* _Entries supplied_
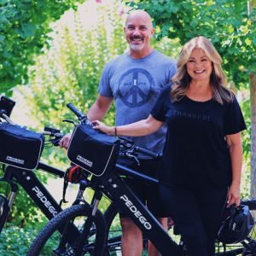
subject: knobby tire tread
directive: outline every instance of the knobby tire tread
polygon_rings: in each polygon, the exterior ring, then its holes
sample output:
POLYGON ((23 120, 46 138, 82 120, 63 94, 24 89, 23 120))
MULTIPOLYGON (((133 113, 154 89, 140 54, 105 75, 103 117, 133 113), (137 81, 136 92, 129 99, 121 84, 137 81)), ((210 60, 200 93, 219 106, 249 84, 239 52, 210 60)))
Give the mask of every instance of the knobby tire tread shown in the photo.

* * *

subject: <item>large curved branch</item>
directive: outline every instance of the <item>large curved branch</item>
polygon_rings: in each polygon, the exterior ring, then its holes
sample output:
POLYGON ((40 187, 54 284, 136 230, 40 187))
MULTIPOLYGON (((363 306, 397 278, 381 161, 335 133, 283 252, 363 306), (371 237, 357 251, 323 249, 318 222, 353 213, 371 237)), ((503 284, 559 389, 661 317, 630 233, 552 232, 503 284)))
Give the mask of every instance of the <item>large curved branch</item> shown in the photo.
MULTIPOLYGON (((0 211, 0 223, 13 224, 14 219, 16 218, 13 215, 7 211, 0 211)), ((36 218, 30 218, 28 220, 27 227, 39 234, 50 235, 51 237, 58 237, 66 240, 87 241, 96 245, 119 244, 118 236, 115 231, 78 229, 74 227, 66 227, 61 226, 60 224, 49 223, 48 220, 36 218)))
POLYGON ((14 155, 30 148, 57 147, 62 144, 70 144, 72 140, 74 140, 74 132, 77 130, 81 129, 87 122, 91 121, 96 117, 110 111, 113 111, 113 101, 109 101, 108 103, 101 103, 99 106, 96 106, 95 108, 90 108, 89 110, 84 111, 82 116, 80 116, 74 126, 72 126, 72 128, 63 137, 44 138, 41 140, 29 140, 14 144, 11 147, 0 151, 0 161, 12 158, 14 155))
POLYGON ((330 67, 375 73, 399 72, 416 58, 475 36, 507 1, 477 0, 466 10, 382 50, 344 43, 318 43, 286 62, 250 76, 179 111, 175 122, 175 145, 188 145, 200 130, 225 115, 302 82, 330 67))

* _Challenge_
Rewrite the stretch of records from the line containing "subject: knobby tire tread" through the line containing "POLYGON ((23 120, 46" as a JSON list of strings, one string per line, leaving out any blank lines.

* _The completed task_
[
  "subject: knobby tire tread",
  "directive: outline every instance of the knobby tire tread",
  "polygon_rings: in each polygon, the exterior ring, then its holes",
  "sample output:",
  "POLYGON ((23 120, 46 138, 82 120, 63 94, 24 89, 23 120))"
]